■ **ACTION ITEM**:
From the entries below, gather every line containing the string "keypoint".

(Records from a data source)
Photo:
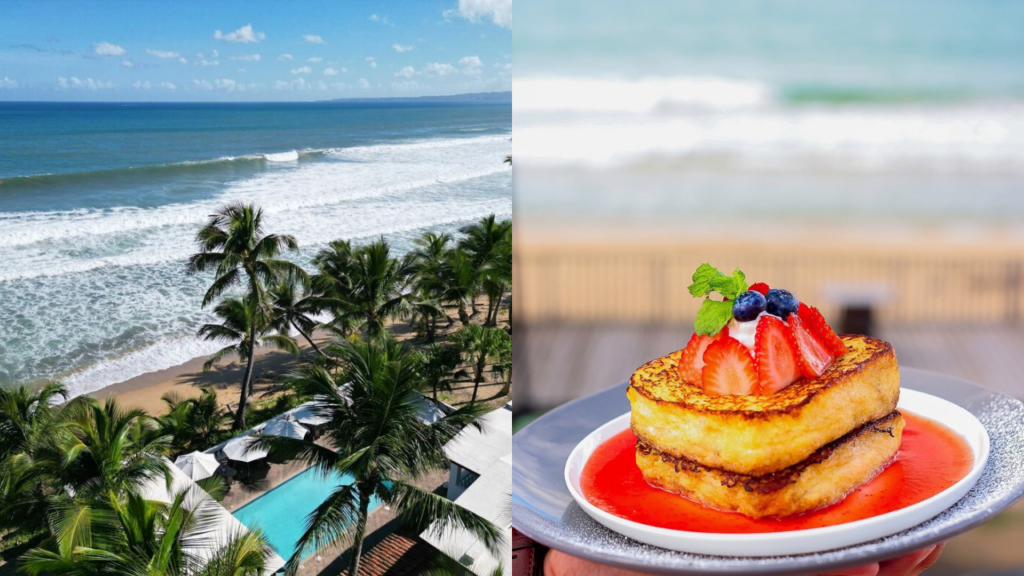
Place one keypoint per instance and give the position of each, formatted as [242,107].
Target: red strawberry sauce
[931,458]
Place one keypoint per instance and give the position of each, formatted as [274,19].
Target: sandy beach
[271,366]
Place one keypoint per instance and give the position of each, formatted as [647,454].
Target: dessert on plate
[767,411]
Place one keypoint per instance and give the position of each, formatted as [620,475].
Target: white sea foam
[291,156]
[116,279]
[638,96]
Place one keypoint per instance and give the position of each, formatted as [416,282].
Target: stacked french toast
[766,412]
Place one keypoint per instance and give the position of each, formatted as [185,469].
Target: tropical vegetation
[75,474]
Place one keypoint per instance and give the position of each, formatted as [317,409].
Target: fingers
[911,564]
[866,570]
[561,564]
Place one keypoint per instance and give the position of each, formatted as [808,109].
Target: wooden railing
[647,283]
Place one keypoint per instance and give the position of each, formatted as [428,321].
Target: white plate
[797,541]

■ **REPLY TO THE TASK**:
Place one keypoint per instance and give the position of each, formatted as [242,107].
Place one keypoint per instance and give the position of each, formatted as [274,19].
Place one keypoint per instance and give the position of each, formatted as [647,454].
Place one keypoint per instance and give the position of each, formatted as [620,475].
Place one keypoint per instance and give the position of each, formatted as [416,282].
Place one keypoint per instance and give the position of each, formatted as [185,469].
Place one keypoint per instance and give the position of each, formatted as [317,409].
Place one keypoint per instance and give the position of each, formatted as [808,109].
Place one keypoint per instance and give the position of each, formatted as [428,321].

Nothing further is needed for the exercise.